<<<<

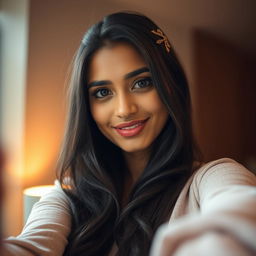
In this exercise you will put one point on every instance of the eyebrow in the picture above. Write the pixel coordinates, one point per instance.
(127, 76)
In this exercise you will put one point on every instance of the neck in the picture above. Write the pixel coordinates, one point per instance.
(136, 163)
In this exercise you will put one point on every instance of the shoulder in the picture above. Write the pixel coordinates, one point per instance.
(224, 170)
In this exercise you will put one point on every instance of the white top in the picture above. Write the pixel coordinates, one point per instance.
(221, 195)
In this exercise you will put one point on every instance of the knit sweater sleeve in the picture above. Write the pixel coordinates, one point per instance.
(46, 230)
(225, 223)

>>>>

(EXERCISE) Turn everything from the line containing "of the neck" down to the end of the items above into a numbered list, leaving out any blank lines.

(SOLUTION TO THIS EXERCISE)
1. In this exercise you will put one point on every instance of the neck in the picture above. Write the pixel coordinates, one point per instance.
2. (136, 163)
3. In this exercise you will put one point on every instance of the shoulder in the picture above. Write the pixel coordinates, one point per instance.
4. (224, 170)
5. In this exercise you will put one point on every instance of the white top in the picture above. Write the pixel coordinates, one point per instance.
6. (221, 195)
7. In this exercise you will put one point on every instance of the knit sweater sleeve in the picture above. Write the pixel coordinates, one point per instance.
8. (46, 230)
9. (225, 223)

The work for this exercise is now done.